━━ Dataset content ━━

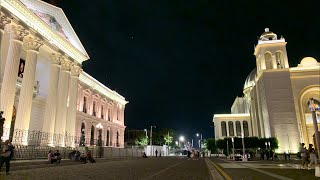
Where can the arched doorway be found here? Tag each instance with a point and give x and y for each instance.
(82, 135)
(92, 136)
(306, 122)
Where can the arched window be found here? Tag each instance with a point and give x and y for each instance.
(92, 136)
(108, 138)
(279, 59)
(245, 128)
(223, 129)
(231, 128)
(82, 135)
(268, 60)
(118, 143)
(238, 128)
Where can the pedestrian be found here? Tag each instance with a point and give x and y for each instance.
(5, 156)
(313, 156)
(304, 157)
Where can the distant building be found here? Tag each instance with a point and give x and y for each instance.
(275, 98)
(46, 97)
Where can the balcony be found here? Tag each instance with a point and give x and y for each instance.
(35, 87)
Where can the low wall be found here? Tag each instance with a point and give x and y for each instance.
(41, 152)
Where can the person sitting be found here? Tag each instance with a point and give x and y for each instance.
(57, 156)
(51, 157)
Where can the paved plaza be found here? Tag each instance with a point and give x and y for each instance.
(160, 168)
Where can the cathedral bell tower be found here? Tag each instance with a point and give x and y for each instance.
(270, 52)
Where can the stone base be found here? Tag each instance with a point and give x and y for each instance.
(317, 171)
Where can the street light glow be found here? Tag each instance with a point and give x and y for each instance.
(181, 138)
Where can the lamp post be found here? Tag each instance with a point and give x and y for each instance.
(232, 139)
(244, 158)
(314, 106)
(181, 139)
(151, 150)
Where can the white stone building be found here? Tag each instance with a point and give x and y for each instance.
(43, 88)
(275, 98)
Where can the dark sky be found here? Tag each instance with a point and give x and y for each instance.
(177, 61)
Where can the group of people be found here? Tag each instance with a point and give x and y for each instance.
(7, 152)
(193, 154)
(54, 157)
(82, 157)
(268, 154)
(308, 156)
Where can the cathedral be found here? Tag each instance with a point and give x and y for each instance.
(46, 97)
(275, 98)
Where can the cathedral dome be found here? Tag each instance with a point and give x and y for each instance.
(251, 79)
(308, 62)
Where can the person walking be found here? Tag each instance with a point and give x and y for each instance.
(304, 156)
(5, 156)
(313, 156)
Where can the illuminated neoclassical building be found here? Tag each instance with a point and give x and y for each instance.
(275, 98)
(46, 97)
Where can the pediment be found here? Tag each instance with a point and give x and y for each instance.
(56, 19)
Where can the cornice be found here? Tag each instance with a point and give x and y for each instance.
(25, 15)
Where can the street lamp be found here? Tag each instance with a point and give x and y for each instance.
(244, 158)
(199, 140)
(314, 106)
(151, 150)
(232, 139)
(181, 139)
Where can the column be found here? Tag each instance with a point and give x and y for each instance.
(4, 20)
(51, 102)
(61, 114)
(72, 109)
(8, 87)
(26, 93)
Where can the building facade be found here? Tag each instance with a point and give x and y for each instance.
(46, 97)
(275, 96)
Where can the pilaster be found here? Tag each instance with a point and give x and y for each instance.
(8, 87)
(25, 99)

━━━

▸ **The exercise**
Leave out the pictures and copy every record above exactly.

▸ **Reply to the exercise**
Where can the arched doorway be found here? Tag each instance with a point and give x and y for each instance.
(82, 135)
(92, 136)
(306, 122)
Where can the arched window be found here? Tag each instance with a point and give x and y for each instance.
(92, 136)
(108, 138)
(279, 59)
(245, 128)
(223, 129)
(231, 128)
(82, 135)
(268, 60)
(118, 143)
(238, 128)
Where can the pedestrian be found here? Tag each instance with a point and give x and y for each instance.
(5, 156)
(313, 156)
(304, 157)
Where can the distant building be found here? Tag each instance with a point and give x and y for each instance.
(275, 98)
(46, 97)
Where can the balcony be found here? Tag each instance with a point and give x and y for each instance.
(35, 87)
Where can the low wall be found here? Tag each instance with a point and give x and y for each instance.
(41, 152)
Where can the person sitting be found here? Tag each instance with a point and give x and y for each instance.
(57, 156)
(51, 157)
Where can the paved plaza be found here? Tag each instance with a point and give x and y for each instance.
(160, 168)
Where can the cathedral bell tower be found here? Tag each instance with a point and give x and y for each instance.
(270, 52)
Where can the stone base be found here? Tag each instance with a point and give x and y for each instance.
(317, 171)
Where can the street light glow be found here? Tag each instance with a point and give x and y for each instance.
(181, 138)
Where can the lamp post be found here? Tag each instance with a point and give x and y for each instance.
(232, 139)
(244, 158)
(314, 106)
(181, 139)
(151, 150)
Where can the white stone building be found here? Tag each instance with a point and give x and y for each instance.
(43, 88)
(275, 98)
Where can the dark sky be found here? Tag each instance with a point and give x and y for each instance.
(177, 61)
Where can the group of people be found here? Tag each instance with a point and give x and y for each instance.
(7, 152)
(193, 154)
(54, 157)
(82, 157)
(268, 154)
(308, 156)
Where can the cathedral be found here? Tag each instance with a point and give x and y for each instance.
(46, 97)
(275, 98)
Where can the cathedral dome be found here? Tag each instance with a point and give x and y for each instance.
(251, 79)
(308, 62)
Where can the person walking be found here? Tag each instance with a point and give x and y for each instance.
(304, 156)
(5, 156)
(313, 156)
Where can the illuminated neoclassical building be found here? Tag each instance with a point and give x and y for each instance.
(275, 98)
(46, 97)
Where can the pediment be found here? Tag each instance with a point and give x and y for each instance.
(56, 19)
Where can the cornice be found here? Tag each instance with a point and give x and y for each instance.
(25, 15)
Where can the street lamp be found here? Tag each instance with a point and give x and y for each instance.
(244, 158)
(199, 140)
(314, 106)
(151, 150)
(232, 139)
(181, 139)
Where can the column be found here? Tag each instance with a point and give x and y for each instance.
(4, 20)
(51, 102)
(61, 114)
(72, 109)
(8, 87)
(26, 93)
Where can the building facade be found here? Tag each instance with a point and give x and y for each instance.
(46, 97)
(275, 96)
Where can the pilaster be found here? Tag each instance with a point and give x and y for each instance.
(8, 87)
(25, 99)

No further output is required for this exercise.